Exercice. Dans le texte sur les albums jeunesse, qu'est-ce qui amène une couronne aux pattes de Louis ?

Texte du document.

______________________________

A travers une narration qui oscille entre le journal intime et une lettre écrite par Michel pour sa maman, on se retrouve dans la tête d’un enfant de huit ans que l’on a tous probablement été un jour. Petits tracas et bons moments du quotidien sont très bien représentés en illustrations également. J’ai adoré les images qui illustrent Michel dans la même position que les adultes de sa famille, qui montre l’envie de devenir grand, en contraste avec ses pensées qui sont écrites.
Louis Ier Roi des moutons, d’Olivier Tallec, chez Actes Sud Junior en 2014
Louis est un mouton comme les autres. Jusqu’au jour où une rafale de vent amène à ses pattes une couronne. Couronne qu’il s’empresse de placer sur sa tête. Louis se décrète alors le roi des moutons. Il lui faut un sceptre, puis un trône, un lit de roi, un palais, des sujets et tout un tas d’autres choses royales. Mais rien ne garantit vraiment à Louis Ier que les autres moutons le prennent pour leur roi… Louis s’en moque, c’est lui le roi, tant qu’il a cette couronne. Mais un nouveau jour de grand vent, Louis perd sa couronne. Louis redevient donc un mouton banal. La couronne, elle, atterrit sur la tête de quelqu’un d’autre. Le nouveau roi est un ____. Pas sûr que les moutons apprécient.
Un album drôle, avec de grandes illustrations en double page, qui font parfois penser à des tableaux de maîtres par leurs mises en scène. Des rêveries de moutons extravagantes et démesurées. Les phrases agencées aux illustrations sont tournées de telle façon que l’on ne sait pas trop si les idées loufoques de Louis le mouton deviennent réalité ou ne resteront en fait que des rêveries.

______________________________

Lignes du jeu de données

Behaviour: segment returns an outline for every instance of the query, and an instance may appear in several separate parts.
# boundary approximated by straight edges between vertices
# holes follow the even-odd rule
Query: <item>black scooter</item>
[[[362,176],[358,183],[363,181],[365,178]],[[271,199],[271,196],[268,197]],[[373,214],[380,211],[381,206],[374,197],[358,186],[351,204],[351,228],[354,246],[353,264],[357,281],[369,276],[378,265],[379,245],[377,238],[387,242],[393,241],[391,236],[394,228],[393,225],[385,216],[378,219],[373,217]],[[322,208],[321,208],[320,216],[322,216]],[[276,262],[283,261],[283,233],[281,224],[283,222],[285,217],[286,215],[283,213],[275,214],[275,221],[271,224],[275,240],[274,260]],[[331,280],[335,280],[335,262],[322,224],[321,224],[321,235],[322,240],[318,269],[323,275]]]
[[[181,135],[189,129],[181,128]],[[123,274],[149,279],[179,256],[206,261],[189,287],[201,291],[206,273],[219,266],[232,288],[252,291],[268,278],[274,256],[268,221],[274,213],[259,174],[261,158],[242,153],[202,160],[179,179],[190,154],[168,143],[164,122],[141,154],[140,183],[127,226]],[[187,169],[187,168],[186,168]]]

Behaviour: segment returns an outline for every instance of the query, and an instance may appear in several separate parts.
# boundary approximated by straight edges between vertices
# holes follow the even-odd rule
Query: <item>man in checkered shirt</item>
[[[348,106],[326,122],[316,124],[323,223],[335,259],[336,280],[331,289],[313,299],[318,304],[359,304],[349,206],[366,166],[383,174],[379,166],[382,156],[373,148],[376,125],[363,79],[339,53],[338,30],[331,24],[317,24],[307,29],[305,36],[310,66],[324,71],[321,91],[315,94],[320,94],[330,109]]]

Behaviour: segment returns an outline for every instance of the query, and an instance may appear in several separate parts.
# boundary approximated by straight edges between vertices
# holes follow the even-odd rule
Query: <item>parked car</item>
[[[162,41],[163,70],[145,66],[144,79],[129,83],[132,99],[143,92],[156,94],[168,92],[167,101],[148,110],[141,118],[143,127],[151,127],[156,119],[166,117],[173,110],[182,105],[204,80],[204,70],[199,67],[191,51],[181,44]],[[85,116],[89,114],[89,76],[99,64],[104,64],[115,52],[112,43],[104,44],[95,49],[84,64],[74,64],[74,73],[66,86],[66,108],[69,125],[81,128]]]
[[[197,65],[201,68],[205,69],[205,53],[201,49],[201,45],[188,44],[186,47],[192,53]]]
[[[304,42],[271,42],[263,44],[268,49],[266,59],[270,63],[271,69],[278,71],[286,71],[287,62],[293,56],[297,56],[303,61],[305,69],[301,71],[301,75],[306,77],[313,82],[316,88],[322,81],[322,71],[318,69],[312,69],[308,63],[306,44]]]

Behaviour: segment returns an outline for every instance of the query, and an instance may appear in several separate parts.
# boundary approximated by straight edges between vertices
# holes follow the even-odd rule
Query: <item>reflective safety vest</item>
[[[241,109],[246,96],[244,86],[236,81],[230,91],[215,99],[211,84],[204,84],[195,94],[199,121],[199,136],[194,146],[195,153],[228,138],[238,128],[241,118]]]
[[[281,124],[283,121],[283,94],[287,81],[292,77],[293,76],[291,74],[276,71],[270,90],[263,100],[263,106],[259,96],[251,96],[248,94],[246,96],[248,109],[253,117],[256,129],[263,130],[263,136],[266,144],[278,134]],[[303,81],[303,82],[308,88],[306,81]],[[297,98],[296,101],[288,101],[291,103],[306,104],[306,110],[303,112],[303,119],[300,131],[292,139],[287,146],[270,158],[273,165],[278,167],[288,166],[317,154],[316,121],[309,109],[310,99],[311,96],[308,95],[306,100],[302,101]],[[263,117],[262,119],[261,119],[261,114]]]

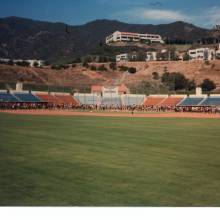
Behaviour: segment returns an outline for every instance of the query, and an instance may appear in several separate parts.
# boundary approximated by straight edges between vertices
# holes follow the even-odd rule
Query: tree
[[[188,79],[178,72],[165,72],[162,76],[162,83],[166,85],[170,91],[176,91],[181,89],[186,89],[188,84]]]
[[[211,81],[210,79],[204,79],[201,84],[202,90],[206,92],[210,92],[214,89],[216,89],[216,84]]]

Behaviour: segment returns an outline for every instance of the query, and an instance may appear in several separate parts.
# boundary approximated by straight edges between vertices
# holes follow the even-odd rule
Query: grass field
[[[220,206],[220,120],[0,114],[1,206]]]

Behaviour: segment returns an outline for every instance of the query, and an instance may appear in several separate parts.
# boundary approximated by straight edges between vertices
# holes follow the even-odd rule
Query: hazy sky
[[[64,3],[65,2],[65,3]],[[0,0],[0,17],[84,24],[95,19],[159,24],[220,24],[220,0]]]

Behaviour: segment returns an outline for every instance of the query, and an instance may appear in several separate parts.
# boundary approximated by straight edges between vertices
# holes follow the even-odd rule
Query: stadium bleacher
[[[210,96],[201,102],[199,106],[220,106],[220,96]]]
[[[57,101],[56,97],[50,94],[37,93],[36,96],[39,97],[44,102],[48,102],[48,103],[56,103]]]
[[[164,99],[161,103],[160,106],[171,106],[175,107],[177,104],[179,104],[184,98],[183,97],[173,97],[169,96],[168,98]]]
[[[122,103],[124,106],[142,105],[145,95],[123,95]]]
[[[178,106],[198,106],[205,97],[187,97]]]
[[[79,102],[76,101],[71,95],[57,95],[55,94],[57,101],[64,105],[78,105]]]
[[[159,97],[159,96],[149,96],[144,102],[145,106],[158,106],[162,103],[167,97]]]
[[[0,102],[19,102],[19,99],[11,93],[0,92]]]
[[[40,98],[32,93],[13,93],[13,95],[20,100],[20,102],[42,102]]]
[[[103,106],[114,106],[114,107],[120,107],[122,106],[122,101],[120,96],[103,96],[101,105]]]
[[[98,96],[96,94],[75,93],[74,98],[83,105],[97,105]]]

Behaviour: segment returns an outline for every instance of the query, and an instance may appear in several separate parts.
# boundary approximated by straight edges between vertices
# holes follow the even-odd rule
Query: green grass
[[[220,206],[220,120],[0,114],[1,206]]]

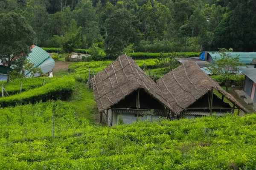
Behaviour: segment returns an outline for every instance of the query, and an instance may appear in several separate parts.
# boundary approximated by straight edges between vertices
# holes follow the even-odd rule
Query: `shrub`
[[[245,76],[242,75],[231,75],[231,85],[235,85],[237,86],[242,86],[244,85]],[[221,85],[224,85],[225,78],[221,75],[212,75],[211,77],[214,79],[217,82],[218,82]]]
[[[52,59],[53,59],[54,61],[58,61],[59,57],[58,54],[57,53],[52,53]]]
[[[70,97],[75,86],[75,80],[70,77],[59,78],[51,83],[15,95],[0,98],[0,106],[6,107],[27,103],[35,103],[50,99],[66,100]]]

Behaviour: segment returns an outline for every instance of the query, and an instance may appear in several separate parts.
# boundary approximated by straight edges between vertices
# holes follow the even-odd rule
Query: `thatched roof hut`
[[[119,57],[92,79],[95,100],[99,112],[109,109],[138,89],[143,89],[168,110],[156,83],[126,55]]]
[[[238,108],[247,112],[234,97],[223,89],[192,61],[183,63],[157,80],[157,84],[162,90],[163,97],[172,108],[172,111],[176,115],[186,110],[189,106],[211,91],[212,96],[213,89],[218,91]]]

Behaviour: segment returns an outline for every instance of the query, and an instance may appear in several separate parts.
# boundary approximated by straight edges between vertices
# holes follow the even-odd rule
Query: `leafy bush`
[[[52,53],[52,59],[53,59],[54,61],[58,61],[59,57],[58,54],[57,53]]]
[[[172,53],[163,53],[164,57],[166,57]],[[199,53],[186,52],[186,53],[175,53],[177,57],[199,57]],[[128,53],[127,55],[132,57],[134,60],[145,60],[148,59],[157,58],[160,57],[160,53]]]
[[[37,88],[43,85],[43,79],[44,79],[45,84],[50,83],[57,79],[56,77],[34,77],[26,79],[22,78],[15,79],[7,83],[3,83],[3,87],[10,95],[16,94],[20,93],[20,85],[22,84],[22,92]]]
[[[29,90],[20,94],[0,98],[0,106],[6,107],[26,103],[35,103],[40,101],[60,99],[66,100],[74,88],[75,80],[71,77],[59,78],[51,83]]]
[[[55,136],[51,139],[52,108]],[[254,169],[256,115],[91,126],[69,103],[0,112],[0,169]]]
[[[230,85],[237,86],[242,86],[244,81],[244,75],[231,75]],[[212,75],[211,77],[218,82],[221,85],[225,85],[225,79],[221,75]]]

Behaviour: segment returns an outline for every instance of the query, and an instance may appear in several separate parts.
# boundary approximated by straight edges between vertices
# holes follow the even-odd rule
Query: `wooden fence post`
[[[88,78],[88,84],[89,84],[89,88],[90,88],[90,84],[91,84],[91,75],[90,75],[90,68],[89,68],[89,77]]]
[[[2,85],[2,96],[3,97],[3,85]]]
[[[21,84],[21,82],[20,82],[20,93],[21,93],[22,86],[22,85]]]

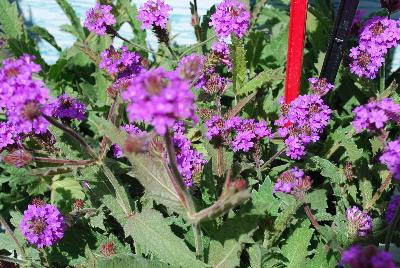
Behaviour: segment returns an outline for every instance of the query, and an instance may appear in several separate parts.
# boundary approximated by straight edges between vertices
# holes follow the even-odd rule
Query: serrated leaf
[[[321,158],[319,156],[313,156],[307,160],[311,164],[312,170],[320,170],[321,175],[325,178],[330,179],[333,183],[344,183],[347,181],[343,170],[339,169],[335,164]]]
[[[232,83],[233,92],[237,94],[238,88],[241,88],[246,80],[246,50],[243,42],[235,36],[232,36],[231,57],[233,63]]]
[[[121,268],[121,267],[147,267],[147,268],[168,268],[168,264],[149,260],[135,255],[118,255],[112,258],[102,258],[97,260],[93,268]]]
[[[274,197],[273,189],[272,181],[267,177],[258,188],[258,191],[253,190],[251,200],[255,211],[260,215],[267,212],[271,216],[277,216],[280,201]]]
[[[0,25],[8,38],[20,39],[23,35],[22,19],[18,14],[17,3],[0,0]]]
[[[283,80],[284,76],[282,74],[282,71],[283,68],[281,67],[277,69],[267,69],[259,73],[256,77],[248,81],[243,87],[239,88],[237,94],[248,94],[274,80]]]
[[[282,254],[288,259],[286,267],[306,267],[306,257],[309,254],[308,246],[314,233],[313,229],[303,226],[297,228],[282,246]]]
[[[58,44],[56,42],[56,39],[54,38],[54,36],[51,33],[49,33],[49,31],[47,31],[47,29],[42,28],[42,27],[37,26],[37,25],[34,25],[32,27],[29,27],[28,31],[30,33],[33,33],[33,34],[39,36],[40,38],[45,40],[47,43],[52,45],[58,51],[61,51],[61,48],[58,46]]]
[[[152,253],[172,266],[205,267],[196,259],[183,240],[174,235],[168,221],[155,210],[145,210],[131,216],[124,226],[126,236],[131,236],[145,254]]]
[[[72,26],[74,26],[74,30],[76,32],[77,37],[79,37],[81,40],[84,40],[85,33],[83,31],[81,22],[78,16],[76,15],[74,9],[72,8],[72,6],[66,0],[56,0],[56,2],[60,6],[60,8],[64,11],[65,15],[70,20]]]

______________________________

Réponse attendue. Une rafale de vent.